*** Selected text ***

Published by: Nuru
Published date: 27 Feb 2022
Future value and Compounding:
Future value refers to the amount of money an investment will grow to over some period of time at some given interest rate. The process of earning interest on a loan or other fixed-income instrument where the interest can itself earn interest. In other words, it is the process in which an asset’s earnings, from either capital gains or interest, are reinvested to generate additional earnings over time.
Value after one year = Initial investment ( 1 + i )
FV = PV ( 1 + i )^n
where,
FV= Future vale at n years
PV= Present value
i= rate of interest
n= number of time periods or years
FV = PV * FVIF ( i %, n yrs )
where,
PV= present value
FVIF (i %, n yrs) = future value interest factor at interest rate 'i' and time period 'n' years
An annuity is defined as a series of payments of a fixed amount at each equal interval of time for a given number of periods.
It can be an ordinary annuity or annuity due. In the case of an ordinary annuity, each equal payment is made at the end of each interval of time throughout the period. And for the case of an annuity due, each payment occurs at the beginning of each equal interval throughout the periods.
FVA = PMT * FVIFA (i %, n years)
where,
FVA = Futue value annuity
PMT= annual payments
FVIF (i %, n yrs) = future value interest factor annuity at interest rate 'i' and time period 'n' years
Future value of an annuity due:
FVA (due)= PMT * FVIFA (i %, n years) * (1+i)
where,
FVA (due) = Future Value Annuity due
i = rate of interest
Alternatively, we also have a tabular solution where we use the same formula but we calculate for each successive year and do summation at last to get the desired FVA and FVA (due).
Q. If the firm gets the payment of Rs. 1000 for 3 years at the end of each year, find the FVA for an 8% rate of interest.

*** End of Selected text ***
*** Entries supplied ***

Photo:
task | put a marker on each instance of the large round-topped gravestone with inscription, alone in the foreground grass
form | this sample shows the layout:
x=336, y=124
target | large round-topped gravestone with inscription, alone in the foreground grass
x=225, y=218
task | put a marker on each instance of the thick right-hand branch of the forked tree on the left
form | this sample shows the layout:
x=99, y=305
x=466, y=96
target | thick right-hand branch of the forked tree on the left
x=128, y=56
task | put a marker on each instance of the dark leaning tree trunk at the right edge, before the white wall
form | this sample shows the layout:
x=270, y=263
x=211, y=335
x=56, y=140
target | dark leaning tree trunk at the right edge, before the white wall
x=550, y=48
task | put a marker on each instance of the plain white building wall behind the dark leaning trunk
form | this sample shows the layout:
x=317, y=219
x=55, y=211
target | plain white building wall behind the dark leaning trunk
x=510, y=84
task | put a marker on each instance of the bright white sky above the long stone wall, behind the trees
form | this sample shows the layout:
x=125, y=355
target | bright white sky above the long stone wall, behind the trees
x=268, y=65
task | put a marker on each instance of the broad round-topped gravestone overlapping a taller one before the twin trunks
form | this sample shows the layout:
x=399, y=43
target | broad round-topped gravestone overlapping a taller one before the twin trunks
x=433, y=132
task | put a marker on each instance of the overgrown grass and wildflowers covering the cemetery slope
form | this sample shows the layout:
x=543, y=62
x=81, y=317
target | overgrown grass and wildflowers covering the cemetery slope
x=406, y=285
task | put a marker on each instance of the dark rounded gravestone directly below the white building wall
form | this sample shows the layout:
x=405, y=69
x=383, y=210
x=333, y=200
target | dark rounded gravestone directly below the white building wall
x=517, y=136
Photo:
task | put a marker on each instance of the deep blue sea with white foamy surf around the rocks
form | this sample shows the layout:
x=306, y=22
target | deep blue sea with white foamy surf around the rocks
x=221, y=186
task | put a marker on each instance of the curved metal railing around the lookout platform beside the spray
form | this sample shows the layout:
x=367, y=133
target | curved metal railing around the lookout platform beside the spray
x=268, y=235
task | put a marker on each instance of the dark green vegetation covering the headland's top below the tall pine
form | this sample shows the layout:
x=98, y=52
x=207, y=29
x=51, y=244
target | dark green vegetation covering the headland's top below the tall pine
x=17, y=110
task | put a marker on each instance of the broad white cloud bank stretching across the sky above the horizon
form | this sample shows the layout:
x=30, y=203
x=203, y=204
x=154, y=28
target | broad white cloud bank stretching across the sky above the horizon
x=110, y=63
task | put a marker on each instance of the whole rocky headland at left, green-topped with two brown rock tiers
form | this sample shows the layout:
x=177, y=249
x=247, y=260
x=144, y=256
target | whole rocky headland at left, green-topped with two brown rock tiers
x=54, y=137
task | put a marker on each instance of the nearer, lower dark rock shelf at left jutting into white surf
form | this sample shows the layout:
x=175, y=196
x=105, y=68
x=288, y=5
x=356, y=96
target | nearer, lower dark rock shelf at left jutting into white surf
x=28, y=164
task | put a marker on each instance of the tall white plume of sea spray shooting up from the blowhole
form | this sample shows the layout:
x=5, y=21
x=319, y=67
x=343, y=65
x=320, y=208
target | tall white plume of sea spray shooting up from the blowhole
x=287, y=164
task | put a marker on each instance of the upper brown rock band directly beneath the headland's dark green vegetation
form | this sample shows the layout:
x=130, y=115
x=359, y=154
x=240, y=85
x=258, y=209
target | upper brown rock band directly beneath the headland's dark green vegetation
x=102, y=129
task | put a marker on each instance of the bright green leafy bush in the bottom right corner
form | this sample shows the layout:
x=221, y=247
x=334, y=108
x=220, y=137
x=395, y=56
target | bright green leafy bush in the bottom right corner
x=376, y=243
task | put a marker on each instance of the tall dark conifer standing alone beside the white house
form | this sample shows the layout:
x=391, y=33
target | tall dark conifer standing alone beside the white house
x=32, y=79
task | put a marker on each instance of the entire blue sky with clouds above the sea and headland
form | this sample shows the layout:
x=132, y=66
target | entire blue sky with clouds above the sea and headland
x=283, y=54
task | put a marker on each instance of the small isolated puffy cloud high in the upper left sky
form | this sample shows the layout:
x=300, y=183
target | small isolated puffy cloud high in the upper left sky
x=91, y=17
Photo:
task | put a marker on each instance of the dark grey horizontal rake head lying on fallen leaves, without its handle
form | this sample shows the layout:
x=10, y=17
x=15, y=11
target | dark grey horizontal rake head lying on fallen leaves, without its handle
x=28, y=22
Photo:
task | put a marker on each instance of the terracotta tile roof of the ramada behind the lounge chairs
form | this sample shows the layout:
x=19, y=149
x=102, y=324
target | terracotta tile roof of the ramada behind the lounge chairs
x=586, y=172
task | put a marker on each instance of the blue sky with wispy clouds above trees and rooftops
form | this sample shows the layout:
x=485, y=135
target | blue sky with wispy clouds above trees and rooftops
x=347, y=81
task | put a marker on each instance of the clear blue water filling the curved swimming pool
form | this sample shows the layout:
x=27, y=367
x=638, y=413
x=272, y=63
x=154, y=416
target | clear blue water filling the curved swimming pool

*** End of Entries supplied ***

Task statement - Can you write the next part of the lesson on future value and annuities, picking up right after its last line? The records have nothing to do with the text.

Reply to the task -
Solution:
We know,
FVIF = (1+ i)^n
Since the payments are made at the end of the year,
So, for the 1st year payment, it will be compounded for 2 years, so FVIF = (1+.08)^2 = 1.1664
Similarly, for the 2nd year payment, it will be compounded for 1 year, so FVIF = (1+.08)^1 = 1.08
And for the 3rd year payment, it is not compounded, so FVIF = (1+0)^1 = 1.0.
End of Year | Payment (PMT) | FVIF 8% | FV= PMT * FVIF |
---|---|---|---|
1 | 1000 | 1.1664 | 1166.4 |
2 | 1000 | 1.08 | 1080.0 |
3 | 1000 | 1.00 | 1000.0 |
Rs. 3246.4 |
Future value of annuity (FVA)= Rs. 3246.4
Calculation of FVA using Time Line:
Q. If the firm gets the payment of Rs. 1000 for 3 years at the beginning of each year, find the FVA due for an 8% rate of interest.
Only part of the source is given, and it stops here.